# [Work required]
In the excerpt on poverty in Nigeria, how many Nigerians were poor according to the 2010 household survey?

# [Source excerpt]
In 1980, it was 17.1 million Nigerians; in 1985: 34.7 million Nigerians;
in 1992: 39.2 million; in 1996: 67.1 million; in 2004: 66.7 million;
2010, which is the last household survey of poverty done, (it was)
112.47 million.
The figures for the next cycle are currently being compiled by the NBS.
But the truth is that despite what would appear to be rising revenues,
especially oil revenues, poverty has remained more or less stagnant and
in fact in the period between 2004 and 2010, doubled in absolute
numbers.
The problem of poverty and the attendant deficits in human development
indices becomes more significant because our population continues to
grow at about three per cent annually and we are to become the world’s
third most populous nation by 2050. Of this population, over 60% will be
young people. And about 1.4 million entering the job market every year.

# [Information shown]
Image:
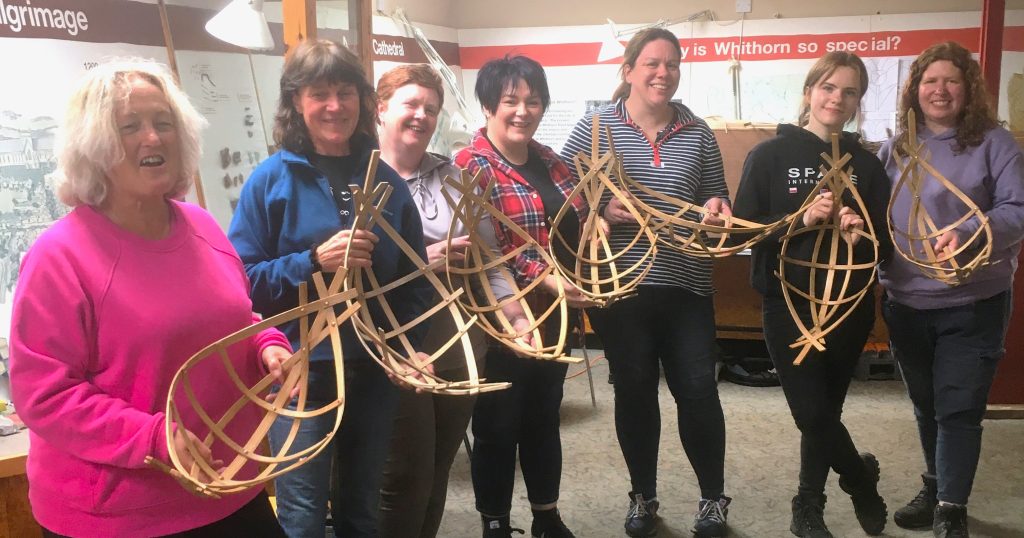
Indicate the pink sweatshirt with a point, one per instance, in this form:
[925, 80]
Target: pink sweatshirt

# [Solution to this task]
112.47 million